■ Task ■
Find every line in the records below that contains the word "bamboo" and copy each of those lines in full.

■ Exercise inputs ■
_ _ _ _ _

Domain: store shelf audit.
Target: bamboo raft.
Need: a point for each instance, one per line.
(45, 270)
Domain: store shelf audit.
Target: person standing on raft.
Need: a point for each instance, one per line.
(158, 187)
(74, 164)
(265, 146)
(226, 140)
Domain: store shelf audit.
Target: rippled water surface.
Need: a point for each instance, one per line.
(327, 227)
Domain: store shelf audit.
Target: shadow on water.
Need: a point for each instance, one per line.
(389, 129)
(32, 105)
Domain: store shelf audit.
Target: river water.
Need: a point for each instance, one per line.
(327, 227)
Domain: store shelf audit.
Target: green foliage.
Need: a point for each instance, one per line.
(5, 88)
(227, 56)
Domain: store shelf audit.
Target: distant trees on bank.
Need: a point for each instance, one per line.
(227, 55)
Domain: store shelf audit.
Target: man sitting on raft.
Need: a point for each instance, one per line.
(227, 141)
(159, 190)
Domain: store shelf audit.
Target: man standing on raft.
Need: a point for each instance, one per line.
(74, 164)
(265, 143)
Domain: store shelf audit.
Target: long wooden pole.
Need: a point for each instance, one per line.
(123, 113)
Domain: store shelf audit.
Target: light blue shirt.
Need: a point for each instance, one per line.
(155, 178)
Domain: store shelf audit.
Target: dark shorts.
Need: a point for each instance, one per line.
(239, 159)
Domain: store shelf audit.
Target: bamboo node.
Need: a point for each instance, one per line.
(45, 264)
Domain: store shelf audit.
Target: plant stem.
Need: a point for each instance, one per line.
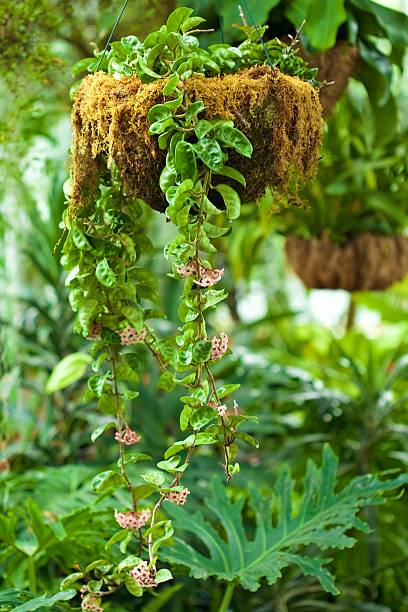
(32, 580)
(226, 600)
(120, 423)
(351, 313)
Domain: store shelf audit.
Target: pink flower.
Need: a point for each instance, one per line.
(221, 408)
(127, 436)
(219, 346)
(188, 270)
(132, 520)
(89, 603)
(95, 331)
(208, 277)
(144, 576)
(178, 497)
(130, 336)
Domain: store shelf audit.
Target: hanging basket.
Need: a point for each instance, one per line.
(367, 262)
(281, 115)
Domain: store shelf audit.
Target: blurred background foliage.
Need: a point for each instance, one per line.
(316, 366)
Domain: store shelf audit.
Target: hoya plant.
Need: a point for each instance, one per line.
(192, 133)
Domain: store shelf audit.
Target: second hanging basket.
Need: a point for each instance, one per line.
(366, 262)
(281, 115)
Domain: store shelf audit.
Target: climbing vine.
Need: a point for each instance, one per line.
(108, 287)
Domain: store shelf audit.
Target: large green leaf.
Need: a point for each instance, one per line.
(323, 520)
(67, 371)
(322, 22)
(393, 23)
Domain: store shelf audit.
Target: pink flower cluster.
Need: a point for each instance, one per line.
(219, 346)
(188, 270)
(206, 276)
(95, 331)
(127, 436)
(144, 576)
(132, 520)
(178, 497)
(130, 336)
(221, 408)
(89, 602)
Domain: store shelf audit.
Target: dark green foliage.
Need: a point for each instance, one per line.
(322, 518)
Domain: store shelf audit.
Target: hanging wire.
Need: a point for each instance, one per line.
(247, 9)
(221, 20)
(119, 17)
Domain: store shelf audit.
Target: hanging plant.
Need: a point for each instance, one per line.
(194, 133)
(278, 111)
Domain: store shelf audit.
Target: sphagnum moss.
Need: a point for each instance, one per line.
(280, 114)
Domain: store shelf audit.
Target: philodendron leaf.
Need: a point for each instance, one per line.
(70, 369)
(323, 519)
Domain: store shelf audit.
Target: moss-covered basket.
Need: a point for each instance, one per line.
(367, 262)
(280, 114)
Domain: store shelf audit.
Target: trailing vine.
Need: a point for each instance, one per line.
(108, 287)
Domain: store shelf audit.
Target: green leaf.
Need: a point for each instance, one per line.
(46, 602)
(201, 351)
(133, 587)
(210, 152)
(201, 416)
(232, 173)
(176, 19)
(192, 111)
(171, 84)
(105, 274)
(323, 520)
(185, 160)
(97, 383)
(159, 112)
(191, 23)
(393, 23)
(70, 369)
(322, 22)
(193, 440)
(155, 478)
(101, 429)
(231, 199)
(71, 579)
(133, 458)
(166, 381)
(185, 417)
(105, 480)
(163, 575)
(235, 139)
(170, 465)
(227, 390)
(80, 240)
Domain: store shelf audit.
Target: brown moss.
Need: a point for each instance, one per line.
(367, 262)
(281, 115)
(335, 66)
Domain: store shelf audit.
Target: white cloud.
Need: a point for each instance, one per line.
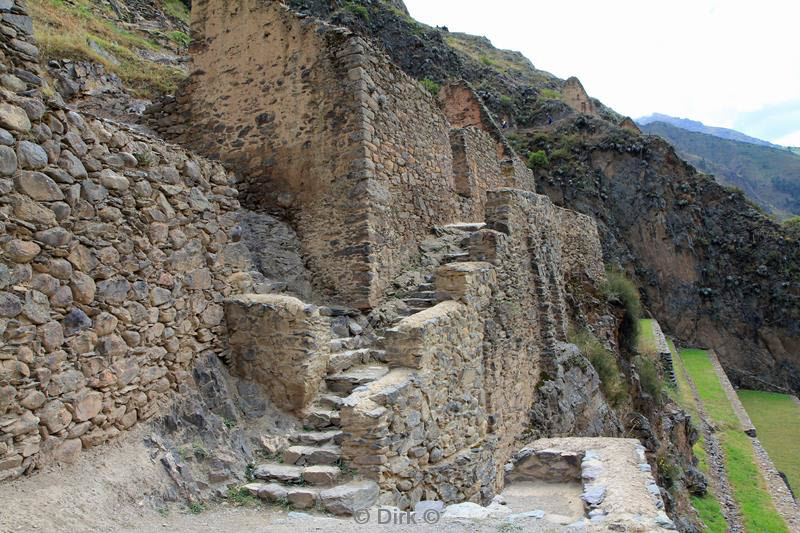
(708, 60)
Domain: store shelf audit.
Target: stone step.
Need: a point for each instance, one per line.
(300, 497)
(317, 437)
(420, 302)
(345, 382)
(320, 418)
(312, 455)
(340, 361)
(343, 499)
(278, 472)
(321, 474)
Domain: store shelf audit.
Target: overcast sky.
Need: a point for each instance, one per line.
(728, 63)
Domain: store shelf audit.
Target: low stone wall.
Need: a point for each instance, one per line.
(115, 256)
(281, 342)
(619, 491)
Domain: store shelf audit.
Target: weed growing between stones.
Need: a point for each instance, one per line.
(612, 381)
(196, 507)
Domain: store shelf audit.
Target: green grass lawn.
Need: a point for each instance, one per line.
(707, 506)
(777, 420)
(749, 488)
(646, 341)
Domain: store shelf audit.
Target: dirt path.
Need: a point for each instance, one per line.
(719, 482)
(778, 491)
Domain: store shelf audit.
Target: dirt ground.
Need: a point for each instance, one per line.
(119, 488)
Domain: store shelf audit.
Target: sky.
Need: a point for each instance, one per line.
(728, 63)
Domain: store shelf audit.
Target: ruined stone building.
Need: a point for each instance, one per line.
(124, 261)
(575, 96)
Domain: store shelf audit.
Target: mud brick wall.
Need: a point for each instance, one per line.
(323, 126)
(115, 255)
(466, 372)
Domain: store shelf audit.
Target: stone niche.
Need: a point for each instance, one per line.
(329, 130)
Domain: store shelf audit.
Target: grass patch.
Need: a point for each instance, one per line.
(649, 377)
(612, 381)
(707, 505)
(647, 339)
(63, 31)
(177, 9)
(749, 489)
(709, 389)
(710, 513)
(618, 288)
(777, 420)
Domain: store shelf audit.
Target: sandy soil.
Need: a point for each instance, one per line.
(120, 488)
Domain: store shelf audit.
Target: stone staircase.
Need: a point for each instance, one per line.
(669, 369)
(310, 473)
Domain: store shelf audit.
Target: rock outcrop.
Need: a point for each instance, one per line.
(714, 270)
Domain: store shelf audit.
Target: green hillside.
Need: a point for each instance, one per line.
(768, 176)
(777, 420)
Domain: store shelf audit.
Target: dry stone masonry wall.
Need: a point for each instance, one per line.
(115, 256)
(360, 154)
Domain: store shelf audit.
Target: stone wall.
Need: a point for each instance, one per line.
(280, 342)
(464, 109)
(358, 153)
(433, 403)
(574, 95)
(466, 372)
(115, 255)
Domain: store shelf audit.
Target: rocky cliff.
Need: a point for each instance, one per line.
(712, 269)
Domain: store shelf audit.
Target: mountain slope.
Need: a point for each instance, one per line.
(769, 176)
(699, 127)
(713, 269)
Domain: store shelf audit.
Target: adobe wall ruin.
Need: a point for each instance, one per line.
(466, 372)
(575, 96)
(327, 128)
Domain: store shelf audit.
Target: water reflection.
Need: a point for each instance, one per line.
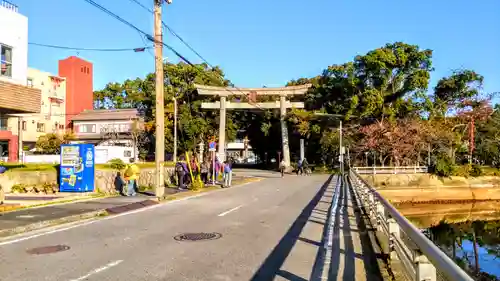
(470, 233)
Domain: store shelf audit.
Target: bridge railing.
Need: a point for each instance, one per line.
(420, 258)
(391, 170)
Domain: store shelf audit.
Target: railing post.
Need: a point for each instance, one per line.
(380, 215)
(424, 270)
(371, 201)
(393, 235)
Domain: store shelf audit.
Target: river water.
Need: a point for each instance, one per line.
(457, 228)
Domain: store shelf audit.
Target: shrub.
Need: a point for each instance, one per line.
(476, 171)
(117, 164)
(19, 188)
(196, 185)
(443, 167)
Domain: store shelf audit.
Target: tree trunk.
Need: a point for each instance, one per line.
(454, 255)
(476, 254)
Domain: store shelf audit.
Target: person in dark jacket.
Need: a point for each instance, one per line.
(181, 171)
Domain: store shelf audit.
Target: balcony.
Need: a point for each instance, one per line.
(19, 99)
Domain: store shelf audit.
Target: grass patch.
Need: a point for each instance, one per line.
(41, 167)
(54, 202)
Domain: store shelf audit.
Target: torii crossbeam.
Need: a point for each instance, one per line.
(251, 94)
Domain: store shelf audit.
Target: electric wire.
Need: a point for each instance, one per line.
(138, 49)
(172, 31)
(149, 37)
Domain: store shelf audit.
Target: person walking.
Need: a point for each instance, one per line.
(228, 177)
(282, 168)
(181, 171)
(131, 175)
(299, 167)
(305, 167)
(204, 167)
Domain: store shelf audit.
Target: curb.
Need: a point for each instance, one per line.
(43, 224)
(109, 212)
(57, 203)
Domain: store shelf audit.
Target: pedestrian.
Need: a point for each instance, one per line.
(181, 174)
(227, 174)
(204, 167)
(299, 167)
(282, 168)
(217, 169)
(305, 166)
(131, 175)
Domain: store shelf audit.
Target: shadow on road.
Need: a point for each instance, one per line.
(272, 266)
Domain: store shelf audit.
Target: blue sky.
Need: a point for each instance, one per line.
(269, 42)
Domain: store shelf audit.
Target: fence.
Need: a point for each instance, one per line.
(391, 170)
(102, 155)
(419, 256)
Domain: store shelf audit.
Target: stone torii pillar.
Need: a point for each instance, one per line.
(251, 93)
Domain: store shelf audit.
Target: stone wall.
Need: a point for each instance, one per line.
(428, 188)
(104, 179)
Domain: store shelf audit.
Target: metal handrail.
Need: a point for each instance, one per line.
(392, 169)
(438, 258)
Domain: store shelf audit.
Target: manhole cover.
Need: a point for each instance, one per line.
(47, 250)
(198, 236)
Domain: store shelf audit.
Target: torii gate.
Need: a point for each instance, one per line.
(252, 93)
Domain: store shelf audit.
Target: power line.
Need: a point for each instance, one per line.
(139, 49)
(148, 36)
(172, 31)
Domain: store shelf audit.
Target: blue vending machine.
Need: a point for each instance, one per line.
(77, 168)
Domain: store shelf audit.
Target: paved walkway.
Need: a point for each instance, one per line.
(354, 257)
(29, 216)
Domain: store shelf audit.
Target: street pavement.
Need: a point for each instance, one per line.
(29, 216)
(270, 230)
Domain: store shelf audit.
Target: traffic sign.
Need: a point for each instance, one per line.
(211, 146)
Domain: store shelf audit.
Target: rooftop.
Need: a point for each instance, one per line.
(107, 114)
(8, 5)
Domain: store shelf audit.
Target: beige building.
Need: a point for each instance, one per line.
(51, 118)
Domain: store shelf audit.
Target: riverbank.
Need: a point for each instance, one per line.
(425, 188)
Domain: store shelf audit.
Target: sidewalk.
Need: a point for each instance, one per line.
(38, 217)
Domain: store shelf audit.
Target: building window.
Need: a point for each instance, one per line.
(4, 124)
(5, 61)
(86, 128)
(40, 127)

_ _ _ _ _

■ Expected output ■
Target: bamboo raft.
Target: bamboo node.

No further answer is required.